By Anthony Deyal
Meghan Markle has been very much in the news these days. Even before her interview with Oprah Winfrey, she said something that set me thinking. Her last words before giving up any claim to British Royalty were, “It didn’t have to be this way.”
Even though these are definitely not her final words and, hopefully, she has a lot of life and happier experiences left, her tearful comment reminded me of what her husband’s mother, Princess Diana, as she lay dying asked, “My God what’s happened?” While for many of us the question remains unanswered, it led me to think about the last words of so many other people, some of whom were aware of their impending deaths and others, like Diana, who had no warning.
Not everyone can predict like Nostradamus, “Tomorrow, at sunrise, I shall no longer be here.” However, James Brown, the singer, songwriter and dancer, informed his family, “I’m going away tonight.” Walter de la Mare, the English author, when asked if he wanted some fruit or flowers, responded, “Too late for fruit, too soon for flowers.” Even though he was unaware than he was going to be assassinated that day, Martin Luther King’s last words before his assassination on April 4, 1968, by James Earl Ray, were to his musician Ben Branch. He stressed, “Ben, make sure you play ‘Take My Hand, Precious Lord, in the meeting tonight. Play it real pretty.” Harriet Tubman, the American abolitionist and political activist who was born into slavery died in 1993 with her family around her, singing, “Swing low, sweet chariot.”
There are some people who face death with the same humour and joy they displayed in life. The Italian artist, Raphael, signed off with “Happy”. Dominique Bouhours, a French grammarian and wit, died as he had lived- seizing every opportunity to demonstrate his command of grammar. His last words were, “I am about to – or I am going to – die: either expression is correct.” Charles Gussman, a writer and TV announcer who wrote the pilot for the series, “Day of Our Lives” had earlier briefed his daughter that he wanted his last words to be memorable. When she reminded him of this on his death-bed, he gently removed his oxygen mask and whispered, “And now for a final word from our sponsor…” Grouco Marx, perhaps the greatest of all American comedians and punsters, had one final quip before he left us. He exclaimed in mock anger: “This is no way to live!”

===

**Set problem 1**
Could you copy out the rows below word for word, starting at the line containing "for the neighboring" and ending at the line containing "257, 949, 457]]", with both of those lines included?

===

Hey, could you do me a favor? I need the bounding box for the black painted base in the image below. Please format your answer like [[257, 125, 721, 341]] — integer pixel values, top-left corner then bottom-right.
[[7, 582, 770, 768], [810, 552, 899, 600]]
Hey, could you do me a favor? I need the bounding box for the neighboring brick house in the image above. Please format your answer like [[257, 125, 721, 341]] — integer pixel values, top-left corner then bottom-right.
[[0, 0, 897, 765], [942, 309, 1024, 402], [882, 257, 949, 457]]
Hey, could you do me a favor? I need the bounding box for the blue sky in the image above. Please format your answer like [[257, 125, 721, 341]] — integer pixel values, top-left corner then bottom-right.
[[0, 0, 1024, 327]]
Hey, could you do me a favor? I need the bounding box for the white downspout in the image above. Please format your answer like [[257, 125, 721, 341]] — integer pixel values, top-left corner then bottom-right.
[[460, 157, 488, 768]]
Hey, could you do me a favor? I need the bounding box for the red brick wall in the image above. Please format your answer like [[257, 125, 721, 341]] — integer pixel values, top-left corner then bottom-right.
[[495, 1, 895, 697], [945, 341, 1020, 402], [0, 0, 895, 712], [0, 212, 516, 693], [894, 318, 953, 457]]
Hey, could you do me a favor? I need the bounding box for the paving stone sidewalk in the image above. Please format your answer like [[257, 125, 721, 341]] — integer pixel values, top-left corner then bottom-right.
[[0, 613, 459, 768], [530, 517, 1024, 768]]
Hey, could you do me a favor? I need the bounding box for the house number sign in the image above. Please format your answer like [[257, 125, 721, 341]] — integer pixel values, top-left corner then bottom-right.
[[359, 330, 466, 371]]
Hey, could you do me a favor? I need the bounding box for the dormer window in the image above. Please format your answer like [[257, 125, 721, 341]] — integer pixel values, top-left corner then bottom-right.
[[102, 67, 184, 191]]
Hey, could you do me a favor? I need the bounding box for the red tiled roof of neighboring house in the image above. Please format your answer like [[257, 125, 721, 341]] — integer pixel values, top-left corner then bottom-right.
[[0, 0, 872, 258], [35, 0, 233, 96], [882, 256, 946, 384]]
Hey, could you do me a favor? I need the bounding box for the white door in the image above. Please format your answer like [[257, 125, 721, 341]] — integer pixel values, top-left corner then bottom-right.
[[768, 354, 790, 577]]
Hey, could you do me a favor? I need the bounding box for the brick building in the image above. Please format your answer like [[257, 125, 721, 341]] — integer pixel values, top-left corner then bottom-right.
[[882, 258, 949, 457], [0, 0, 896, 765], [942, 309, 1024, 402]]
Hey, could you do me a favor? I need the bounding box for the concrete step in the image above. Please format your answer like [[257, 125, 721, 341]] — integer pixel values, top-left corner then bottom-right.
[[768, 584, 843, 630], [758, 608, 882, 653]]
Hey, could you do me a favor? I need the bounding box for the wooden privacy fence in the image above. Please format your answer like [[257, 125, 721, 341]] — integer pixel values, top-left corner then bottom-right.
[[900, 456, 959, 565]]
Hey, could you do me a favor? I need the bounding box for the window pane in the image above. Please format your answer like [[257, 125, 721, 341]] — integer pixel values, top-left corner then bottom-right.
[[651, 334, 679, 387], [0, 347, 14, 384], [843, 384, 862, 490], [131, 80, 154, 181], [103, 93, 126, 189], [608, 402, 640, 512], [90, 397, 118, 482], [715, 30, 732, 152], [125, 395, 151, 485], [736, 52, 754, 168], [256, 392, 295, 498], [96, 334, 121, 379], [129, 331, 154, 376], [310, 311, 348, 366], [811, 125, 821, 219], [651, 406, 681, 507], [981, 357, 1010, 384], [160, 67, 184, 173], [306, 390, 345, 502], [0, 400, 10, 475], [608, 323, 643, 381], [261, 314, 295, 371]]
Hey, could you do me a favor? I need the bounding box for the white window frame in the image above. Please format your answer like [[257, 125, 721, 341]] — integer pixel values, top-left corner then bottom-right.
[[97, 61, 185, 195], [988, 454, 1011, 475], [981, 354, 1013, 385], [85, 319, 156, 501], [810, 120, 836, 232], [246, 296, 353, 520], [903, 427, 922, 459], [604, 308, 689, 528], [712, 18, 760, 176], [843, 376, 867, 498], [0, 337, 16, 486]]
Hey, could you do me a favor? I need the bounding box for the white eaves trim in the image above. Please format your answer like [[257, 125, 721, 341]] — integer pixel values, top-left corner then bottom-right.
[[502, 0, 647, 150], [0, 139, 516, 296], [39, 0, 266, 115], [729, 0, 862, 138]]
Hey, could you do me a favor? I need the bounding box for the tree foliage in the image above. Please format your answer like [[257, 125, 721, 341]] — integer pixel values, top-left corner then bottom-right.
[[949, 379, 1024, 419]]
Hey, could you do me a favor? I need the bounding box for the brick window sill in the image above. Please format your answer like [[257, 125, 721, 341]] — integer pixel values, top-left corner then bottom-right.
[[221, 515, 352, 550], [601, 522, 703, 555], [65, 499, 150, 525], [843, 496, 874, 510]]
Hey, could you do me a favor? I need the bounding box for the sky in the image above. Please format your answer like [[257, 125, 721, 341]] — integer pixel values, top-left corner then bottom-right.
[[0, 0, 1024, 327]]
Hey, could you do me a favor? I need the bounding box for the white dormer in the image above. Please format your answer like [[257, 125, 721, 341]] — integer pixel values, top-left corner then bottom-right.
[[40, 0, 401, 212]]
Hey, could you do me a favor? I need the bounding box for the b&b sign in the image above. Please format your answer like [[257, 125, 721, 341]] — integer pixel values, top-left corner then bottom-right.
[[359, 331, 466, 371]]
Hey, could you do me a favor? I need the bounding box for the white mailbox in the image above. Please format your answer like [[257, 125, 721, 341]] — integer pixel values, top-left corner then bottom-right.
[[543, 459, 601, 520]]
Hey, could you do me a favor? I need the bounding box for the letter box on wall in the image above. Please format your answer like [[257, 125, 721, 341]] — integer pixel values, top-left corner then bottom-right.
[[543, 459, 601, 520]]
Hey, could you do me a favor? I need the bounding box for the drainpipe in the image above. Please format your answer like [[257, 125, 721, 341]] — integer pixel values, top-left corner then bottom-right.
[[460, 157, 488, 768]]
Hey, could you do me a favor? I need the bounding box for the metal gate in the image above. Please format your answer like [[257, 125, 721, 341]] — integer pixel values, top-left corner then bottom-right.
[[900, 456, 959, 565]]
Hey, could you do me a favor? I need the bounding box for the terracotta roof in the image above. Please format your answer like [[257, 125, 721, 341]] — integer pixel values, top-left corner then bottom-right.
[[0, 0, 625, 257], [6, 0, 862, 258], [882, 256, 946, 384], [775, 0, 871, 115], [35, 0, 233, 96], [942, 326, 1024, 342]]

===

**Set problem 2**
In the essay on famous last words, what did James Brown tell his family?

**Task response 1**
Hey, could you do me a favor? I need the bounding box for the neighboring brick house in the image above. Please format your answer like [[257, 125, 721, 341]] — integer pixel values, top-left corner then bottom-right.
[[0, 0, 897, 765], [942, 309, 1024, 402], [882, 257, 949, 457]]

**Task response 2**
“I’m going away tonight.”